_Directions_.
Starting at the line of the listing that contains "608L333 627L375 707L483" and running through the end of the listing, change "evenodd" to "nonzero" and leave everything else as it is. What do those lines read after the change?
------ Data in this exercise
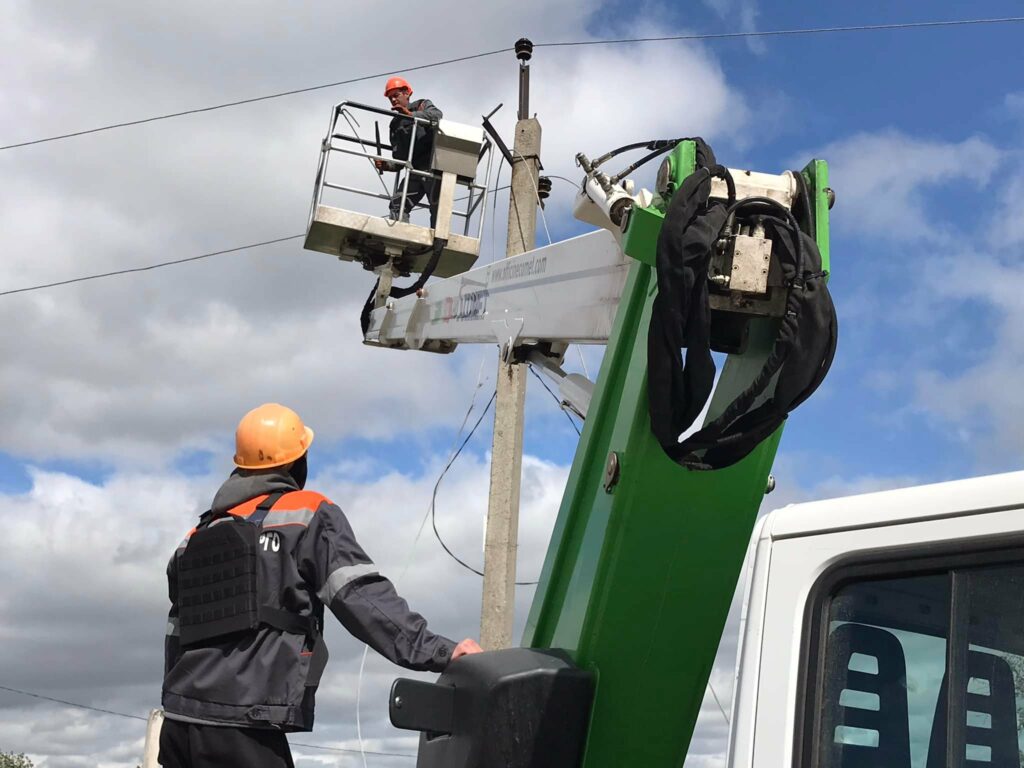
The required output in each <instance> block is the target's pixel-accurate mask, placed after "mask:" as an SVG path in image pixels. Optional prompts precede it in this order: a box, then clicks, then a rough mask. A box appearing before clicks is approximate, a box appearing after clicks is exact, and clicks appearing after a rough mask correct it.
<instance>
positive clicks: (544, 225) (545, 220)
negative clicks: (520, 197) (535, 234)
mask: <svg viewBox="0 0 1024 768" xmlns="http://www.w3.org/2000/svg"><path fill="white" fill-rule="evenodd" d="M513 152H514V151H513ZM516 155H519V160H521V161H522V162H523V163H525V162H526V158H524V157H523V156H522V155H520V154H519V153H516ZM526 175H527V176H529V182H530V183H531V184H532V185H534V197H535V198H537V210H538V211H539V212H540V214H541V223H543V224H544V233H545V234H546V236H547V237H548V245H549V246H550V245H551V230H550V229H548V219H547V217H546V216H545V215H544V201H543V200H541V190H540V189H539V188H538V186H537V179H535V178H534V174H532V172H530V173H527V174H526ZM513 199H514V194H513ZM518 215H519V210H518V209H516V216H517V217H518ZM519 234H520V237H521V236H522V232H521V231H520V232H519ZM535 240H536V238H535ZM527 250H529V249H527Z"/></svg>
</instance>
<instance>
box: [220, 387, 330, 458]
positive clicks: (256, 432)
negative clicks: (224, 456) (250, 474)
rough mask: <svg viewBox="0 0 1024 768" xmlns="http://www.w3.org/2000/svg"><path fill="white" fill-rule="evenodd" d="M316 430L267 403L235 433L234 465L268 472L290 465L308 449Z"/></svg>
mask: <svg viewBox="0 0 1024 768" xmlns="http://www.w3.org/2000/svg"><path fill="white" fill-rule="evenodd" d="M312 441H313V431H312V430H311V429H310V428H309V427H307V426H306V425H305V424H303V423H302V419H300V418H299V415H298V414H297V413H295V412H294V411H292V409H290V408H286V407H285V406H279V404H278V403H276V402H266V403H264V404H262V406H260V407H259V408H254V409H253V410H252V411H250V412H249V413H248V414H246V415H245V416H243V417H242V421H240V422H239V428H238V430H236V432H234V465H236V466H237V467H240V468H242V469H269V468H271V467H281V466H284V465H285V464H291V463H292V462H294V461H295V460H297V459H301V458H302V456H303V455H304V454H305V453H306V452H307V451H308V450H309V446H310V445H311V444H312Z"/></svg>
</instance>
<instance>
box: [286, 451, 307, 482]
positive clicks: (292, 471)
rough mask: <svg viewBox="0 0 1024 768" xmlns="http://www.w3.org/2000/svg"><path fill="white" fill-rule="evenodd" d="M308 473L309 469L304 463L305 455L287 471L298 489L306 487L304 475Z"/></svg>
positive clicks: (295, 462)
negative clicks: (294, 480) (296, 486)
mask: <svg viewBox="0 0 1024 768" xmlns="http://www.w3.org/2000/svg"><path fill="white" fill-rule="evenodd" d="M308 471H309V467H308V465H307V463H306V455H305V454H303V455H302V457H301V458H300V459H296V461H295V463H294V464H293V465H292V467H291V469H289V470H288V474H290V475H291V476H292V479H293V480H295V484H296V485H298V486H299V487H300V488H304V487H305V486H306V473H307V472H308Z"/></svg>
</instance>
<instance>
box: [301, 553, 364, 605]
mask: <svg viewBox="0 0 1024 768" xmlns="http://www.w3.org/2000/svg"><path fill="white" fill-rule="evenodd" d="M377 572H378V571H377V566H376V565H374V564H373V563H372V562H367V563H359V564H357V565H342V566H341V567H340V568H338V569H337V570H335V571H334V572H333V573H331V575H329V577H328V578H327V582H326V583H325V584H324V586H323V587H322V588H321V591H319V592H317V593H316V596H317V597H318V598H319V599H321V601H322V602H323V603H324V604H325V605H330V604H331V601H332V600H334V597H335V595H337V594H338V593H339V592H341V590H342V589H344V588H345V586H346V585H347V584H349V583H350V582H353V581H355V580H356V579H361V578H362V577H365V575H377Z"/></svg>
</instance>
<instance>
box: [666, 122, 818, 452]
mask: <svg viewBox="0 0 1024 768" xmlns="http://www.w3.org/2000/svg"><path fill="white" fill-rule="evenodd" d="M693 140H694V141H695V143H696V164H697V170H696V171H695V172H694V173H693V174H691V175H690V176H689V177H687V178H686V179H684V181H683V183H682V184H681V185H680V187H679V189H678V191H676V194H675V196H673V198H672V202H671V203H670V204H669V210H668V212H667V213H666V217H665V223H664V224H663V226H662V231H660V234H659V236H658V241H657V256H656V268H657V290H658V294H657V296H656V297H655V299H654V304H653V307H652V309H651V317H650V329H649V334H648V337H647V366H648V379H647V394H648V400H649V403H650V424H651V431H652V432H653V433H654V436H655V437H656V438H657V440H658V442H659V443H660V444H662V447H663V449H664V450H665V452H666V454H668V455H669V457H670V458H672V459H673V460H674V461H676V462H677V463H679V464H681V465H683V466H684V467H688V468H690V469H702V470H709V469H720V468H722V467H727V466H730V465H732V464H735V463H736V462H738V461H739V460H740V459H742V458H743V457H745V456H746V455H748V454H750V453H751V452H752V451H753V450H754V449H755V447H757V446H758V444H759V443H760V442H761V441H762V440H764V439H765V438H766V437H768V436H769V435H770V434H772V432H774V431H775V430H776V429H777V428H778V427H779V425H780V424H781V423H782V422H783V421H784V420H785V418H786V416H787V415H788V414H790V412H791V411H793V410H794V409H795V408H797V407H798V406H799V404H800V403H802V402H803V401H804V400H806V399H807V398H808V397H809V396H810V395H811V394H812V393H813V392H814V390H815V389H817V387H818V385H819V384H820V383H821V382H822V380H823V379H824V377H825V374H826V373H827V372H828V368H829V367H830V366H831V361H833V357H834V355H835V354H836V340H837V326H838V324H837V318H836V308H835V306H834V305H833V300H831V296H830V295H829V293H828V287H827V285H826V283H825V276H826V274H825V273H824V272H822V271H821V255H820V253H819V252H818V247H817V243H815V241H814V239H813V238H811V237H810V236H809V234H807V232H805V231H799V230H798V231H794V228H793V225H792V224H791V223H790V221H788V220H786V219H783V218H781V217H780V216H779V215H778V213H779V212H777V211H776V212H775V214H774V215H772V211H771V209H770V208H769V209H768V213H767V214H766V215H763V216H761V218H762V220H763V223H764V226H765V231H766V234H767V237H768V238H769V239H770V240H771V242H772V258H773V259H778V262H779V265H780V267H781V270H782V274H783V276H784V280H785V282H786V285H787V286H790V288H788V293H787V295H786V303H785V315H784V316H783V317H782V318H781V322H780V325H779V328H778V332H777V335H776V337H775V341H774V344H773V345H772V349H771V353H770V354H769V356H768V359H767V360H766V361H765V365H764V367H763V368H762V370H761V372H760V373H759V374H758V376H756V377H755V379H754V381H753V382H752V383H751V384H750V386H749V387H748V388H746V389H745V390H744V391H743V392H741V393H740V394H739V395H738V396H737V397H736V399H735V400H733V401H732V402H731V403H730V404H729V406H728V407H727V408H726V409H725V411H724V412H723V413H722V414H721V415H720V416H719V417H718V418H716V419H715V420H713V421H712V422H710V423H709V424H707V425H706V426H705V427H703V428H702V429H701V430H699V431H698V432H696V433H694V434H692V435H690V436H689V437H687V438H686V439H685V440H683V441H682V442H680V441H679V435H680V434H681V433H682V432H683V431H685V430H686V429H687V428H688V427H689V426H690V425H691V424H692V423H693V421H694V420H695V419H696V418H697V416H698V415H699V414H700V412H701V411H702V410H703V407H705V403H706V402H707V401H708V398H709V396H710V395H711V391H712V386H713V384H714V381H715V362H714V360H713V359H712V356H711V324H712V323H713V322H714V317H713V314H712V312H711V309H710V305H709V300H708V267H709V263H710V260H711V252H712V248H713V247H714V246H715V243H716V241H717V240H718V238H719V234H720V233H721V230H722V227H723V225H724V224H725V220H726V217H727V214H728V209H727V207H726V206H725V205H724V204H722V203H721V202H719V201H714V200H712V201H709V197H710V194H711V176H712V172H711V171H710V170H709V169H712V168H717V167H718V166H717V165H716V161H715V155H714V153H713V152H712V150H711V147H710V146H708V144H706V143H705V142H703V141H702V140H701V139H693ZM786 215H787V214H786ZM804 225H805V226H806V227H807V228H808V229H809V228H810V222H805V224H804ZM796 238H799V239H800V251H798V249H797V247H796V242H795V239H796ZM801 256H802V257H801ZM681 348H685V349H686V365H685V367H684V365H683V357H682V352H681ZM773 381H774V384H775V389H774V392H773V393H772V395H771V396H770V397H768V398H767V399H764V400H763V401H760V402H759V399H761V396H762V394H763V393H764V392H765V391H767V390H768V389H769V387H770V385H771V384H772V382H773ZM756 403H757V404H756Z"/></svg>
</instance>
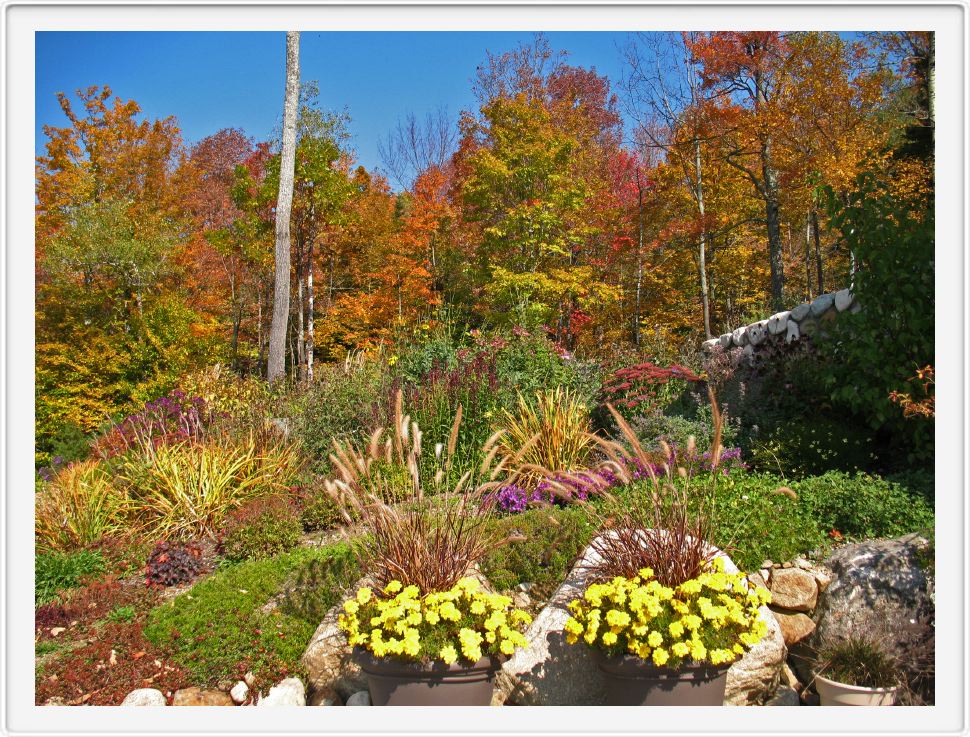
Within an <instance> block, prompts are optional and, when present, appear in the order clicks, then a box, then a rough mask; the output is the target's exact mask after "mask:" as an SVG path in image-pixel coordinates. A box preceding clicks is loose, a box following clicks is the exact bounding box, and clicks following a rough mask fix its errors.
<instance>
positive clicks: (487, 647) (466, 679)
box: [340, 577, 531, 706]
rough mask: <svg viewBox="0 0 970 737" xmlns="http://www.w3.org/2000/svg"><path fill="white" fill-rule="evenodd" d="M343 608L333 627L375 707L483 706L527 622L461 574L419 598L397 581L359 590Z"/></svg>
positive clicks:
------------
_Answer to the exercise_.
rough mask: <svg viewBox="0 0 970 737" xmlns="http://www.w3.org/2000/svg"><path fill="white" fill-rule="nonzero" d="M343 608L333 627L375 707L483 706L527 622L461 574L419 598L397 581L359 590Z"/></svg>
positive clicks:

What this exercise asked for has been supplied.